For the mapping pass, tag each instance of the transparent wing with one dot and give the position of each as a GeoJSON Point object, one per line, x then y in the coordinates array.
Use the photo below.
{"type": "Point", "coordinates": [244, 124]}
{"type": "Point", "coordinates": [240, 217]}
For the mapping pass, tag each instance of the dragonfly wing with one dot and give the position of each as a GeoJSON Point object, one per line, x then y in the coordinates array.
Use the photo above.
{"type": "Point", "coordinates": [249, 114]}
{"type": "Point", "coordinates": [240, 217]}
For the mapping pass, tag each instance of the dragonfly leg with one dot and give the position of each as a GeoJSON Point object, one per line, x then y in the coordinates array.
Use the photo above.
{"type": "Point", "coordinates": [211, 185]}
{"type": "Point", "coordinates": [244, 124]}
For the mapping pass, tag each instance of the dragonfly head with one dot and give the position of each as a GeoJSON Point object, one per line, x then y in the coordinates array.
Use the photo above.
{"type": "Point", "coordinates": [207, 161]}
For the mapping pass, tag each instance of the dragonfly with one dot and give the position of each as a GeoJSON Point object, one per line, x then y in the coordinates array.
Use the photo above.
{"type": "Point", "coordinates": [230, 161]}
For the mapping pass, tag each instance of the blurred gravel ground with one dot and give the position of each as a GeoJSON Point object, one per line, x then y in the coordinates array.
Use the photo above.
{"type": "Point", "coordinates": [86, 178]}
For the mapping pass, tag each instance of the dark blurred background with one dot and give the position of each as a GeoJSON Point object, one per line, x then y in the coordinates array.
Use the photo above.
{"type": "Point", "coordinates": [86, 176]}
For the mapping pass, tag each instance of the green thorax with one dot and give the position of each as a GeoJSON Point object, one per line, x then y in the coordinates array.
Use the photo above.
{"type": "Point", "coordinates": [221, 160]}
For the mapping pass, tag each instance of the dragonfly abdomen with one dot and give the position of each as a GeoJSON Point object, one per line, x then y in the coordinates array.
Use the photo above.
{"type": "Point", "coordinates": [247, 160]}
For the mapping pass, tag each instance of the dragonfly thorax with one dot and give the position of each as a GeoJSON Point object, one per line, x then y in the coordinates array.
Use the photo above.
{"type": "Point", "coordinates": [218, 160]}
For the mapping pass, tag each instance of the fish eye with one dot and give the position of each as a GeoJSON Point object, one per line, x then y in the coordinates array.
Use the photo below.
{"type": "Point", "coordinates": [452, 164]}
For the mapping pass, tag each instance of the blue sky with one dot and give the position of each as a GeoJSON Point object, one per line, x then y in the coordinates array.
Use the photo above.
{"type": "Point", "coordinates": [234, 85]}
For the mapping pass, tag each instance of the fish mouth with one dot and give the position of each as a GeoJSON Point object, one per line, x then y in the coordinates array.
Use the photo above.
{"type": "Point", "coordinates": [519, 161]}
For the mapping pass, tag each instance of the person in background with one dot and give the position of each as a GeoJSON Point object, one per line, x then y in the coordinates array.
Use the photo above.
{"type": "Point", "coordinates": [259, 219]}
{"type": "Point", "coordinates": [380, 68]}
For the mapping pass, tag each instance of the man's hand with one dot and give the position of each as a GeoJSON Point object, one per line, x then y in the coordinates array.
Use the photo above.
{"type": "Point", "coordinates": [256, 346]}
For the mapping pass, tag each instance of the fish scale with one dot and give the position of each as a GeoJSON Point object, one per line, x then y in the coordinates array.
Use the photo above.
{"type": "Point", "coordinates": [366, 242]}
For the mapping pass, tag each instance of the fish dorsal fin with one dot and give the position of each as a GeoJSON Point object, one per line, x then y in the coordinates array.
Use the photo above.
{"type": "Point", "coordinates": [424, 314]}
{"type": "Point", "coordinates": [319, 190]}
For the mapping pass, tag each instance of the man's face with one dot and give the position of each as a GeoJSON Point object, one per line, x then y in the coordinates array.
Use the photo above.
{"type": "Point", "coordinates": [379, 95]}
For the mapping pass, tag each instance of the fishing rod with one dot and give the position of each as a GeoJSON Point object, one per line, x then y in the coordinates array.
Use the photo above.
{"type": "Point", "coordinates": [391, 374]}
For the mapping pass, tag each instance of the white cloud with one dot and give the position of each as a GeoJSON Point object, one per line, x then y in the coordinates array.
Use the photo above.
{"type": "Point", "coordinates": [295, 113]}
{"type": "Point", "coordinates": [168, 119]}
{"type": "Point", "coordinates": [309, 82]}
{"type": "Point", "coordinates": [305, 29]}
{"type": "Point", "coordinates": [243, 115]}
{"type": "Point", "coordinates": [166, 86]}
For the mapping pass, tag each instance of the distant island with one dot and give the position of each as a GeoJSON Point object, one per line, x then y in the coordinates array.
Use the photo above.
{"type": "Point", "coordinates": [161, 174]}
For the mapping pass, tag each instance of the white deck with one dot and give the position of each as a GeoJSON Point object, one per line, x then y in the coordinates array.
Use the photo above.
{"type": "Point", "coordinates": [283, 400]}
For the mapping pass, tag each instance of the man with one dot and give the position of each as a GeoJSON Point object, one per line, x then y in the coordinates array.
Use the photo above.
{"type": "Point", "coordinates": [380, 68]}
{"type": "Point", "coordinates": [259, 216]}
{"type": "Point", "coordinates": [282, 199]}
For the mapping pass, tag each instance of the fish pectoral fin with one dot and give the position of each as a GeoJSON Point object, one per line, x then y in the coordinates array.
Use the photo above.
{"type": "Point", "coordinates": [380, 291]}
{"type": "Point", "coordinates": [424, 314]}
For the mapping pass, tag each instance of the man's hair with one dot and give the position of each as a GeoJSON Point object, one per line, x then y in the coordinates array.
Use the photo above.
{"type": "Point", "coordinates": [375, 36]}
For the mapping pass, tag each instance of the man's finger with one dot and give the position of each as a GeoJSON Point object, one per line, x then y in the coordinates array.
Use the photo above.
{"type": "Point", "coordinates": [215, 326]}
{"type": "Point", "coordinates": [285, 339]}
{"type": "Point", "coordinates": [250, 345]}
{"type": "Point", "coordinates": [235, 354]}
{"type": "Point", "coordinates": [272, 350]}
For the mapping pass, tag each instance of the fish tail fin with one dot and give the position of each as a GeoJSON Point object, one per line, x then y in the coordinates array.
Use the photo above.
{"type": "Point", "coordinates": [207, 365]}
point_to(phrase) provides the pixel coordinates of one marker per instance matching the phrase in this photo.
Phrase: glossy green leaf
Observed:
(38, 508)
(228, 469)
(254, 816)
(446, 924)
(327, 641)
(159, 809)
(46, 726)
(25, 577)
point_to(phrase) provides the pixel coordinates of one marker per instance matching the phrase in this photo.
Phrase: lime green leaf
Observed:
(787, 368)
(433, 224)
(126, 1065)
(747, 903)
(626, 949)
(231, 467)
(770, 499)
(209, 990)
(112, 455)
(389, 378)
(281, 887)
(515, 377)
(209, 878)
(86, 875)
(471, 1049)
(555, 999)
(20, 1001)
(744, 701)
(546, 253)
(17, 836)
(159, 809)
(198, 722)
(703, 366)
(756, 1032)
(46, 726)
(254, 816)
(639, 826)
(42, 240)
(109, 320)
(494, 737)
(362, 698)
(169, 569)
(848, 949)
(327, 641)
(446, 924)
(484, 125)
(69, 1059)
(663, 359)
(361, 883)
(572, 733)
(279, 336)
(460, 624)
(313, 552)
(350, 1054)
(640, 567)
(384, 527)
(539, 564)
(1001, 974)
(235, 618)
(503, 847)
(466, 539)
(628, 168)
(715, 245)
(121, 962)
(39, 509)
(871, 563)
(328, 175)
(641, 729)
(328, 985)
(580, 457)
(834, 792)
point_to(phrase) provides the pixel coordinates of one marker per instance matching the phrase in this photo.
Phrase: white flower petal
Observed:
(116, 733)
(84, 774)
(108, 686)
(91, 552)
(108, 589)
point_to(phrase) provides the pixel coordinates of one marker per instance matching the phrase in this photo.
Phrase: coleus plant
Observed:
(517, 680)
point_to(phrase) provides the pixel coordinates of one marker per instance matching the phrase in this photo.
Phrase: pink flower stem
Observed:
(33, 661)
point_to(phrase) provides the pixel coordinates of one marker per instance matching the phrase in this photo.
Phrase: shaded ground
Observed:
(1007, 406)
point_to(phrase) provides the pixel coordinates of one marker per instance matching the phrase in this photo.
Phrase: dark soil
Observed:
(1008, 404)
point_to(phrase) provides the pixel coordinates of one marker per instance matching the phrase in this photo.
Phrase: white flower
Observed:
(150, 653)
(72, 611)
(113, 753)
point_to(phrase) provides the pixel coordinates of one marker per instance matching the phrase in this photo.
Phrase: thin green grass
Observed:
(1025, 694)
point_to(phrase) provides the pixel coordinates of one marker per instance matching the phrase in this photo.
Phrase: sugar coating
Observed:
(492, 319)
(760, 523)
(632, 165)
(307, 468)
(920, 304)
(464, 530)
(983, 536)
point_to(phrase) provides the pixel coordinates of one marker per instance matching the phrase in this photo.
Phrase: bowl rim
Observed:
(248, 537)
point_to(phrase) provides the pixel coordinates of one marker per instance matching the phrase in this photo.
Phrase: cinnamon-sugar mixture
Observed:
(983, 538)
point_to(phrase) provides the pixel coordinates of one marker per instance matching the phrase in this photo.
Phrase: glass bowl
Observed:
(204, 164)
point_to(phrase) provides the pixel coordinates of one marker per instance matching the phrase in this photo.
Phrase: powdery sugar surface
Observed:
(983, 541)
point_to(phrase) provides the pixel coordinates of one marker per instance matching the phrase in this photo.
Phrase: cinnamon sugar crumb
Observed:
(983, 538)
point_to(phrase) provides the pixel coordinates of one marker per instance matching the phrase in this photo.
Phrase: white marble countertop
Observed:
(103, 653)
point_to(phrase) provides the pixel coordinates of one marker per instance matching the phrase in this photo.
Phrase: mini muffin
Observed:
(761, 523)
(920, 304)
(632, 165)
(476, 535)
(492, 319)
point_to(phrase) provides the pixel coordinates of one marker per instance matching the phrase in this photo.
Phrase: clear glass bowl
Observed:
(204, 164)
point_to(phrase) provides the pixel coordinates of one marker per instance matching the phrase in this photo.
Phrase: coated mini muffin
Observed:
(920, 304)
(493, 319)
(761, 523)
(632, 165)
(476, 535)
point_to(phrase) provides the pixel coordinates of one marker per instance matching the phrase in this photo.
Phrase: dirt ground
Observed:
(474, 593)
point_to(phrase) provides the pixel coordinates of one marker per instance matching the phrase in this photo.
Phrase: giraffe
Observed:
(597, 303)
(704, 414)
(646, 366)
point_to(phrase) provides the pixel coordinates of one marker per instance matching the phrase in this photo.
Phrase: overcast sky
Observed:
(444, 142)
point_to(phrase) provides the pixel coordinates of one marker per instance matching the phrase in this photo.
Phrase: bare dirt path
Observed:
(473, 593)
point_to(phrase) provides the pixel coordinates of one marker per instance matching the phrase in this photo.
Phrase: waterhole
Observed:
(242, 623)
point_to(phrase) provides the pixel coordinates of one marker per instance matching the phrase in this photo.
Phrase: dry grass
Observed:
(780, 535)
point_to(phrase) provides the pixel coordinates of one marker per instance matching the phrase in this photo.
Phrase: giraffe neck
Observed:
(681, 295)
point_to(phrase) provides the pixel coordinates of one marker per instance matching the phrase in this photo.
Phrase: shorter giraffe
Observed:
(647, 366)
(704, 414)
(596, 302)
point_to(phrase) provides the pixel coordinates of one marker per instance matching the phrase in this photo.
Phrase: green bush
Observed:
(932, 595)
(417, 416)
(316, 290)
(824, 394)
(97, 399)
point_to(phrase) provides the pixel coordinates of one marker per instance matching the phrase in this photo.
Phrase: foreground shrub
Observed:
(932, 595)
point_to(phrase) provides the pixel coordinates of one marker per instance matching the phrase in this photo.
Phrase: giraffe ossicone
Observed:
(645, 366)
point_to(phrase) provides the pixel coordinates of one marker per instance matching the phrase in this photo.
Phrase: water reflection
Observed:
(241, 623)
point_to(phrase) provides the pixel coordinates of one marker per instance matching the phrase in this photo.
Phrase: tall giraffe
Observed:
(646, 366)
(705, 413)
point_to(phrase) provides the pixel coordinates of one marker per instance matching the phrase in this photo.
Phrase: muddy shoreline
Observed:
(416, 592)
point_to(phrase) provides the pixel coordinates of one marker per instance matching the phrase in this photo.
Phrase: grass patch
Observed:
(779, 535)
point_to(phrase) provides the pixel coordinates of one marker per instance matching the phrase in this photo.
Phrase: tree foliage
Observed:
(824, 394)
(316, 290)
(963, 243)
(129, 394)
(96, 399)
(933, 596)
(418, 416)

▶ Short exercise
Gather every line above that contains the word "dirt" and copy each one out in full.

▶ Response to this task
Phrase: dirt ground
Phrase: bare dirt path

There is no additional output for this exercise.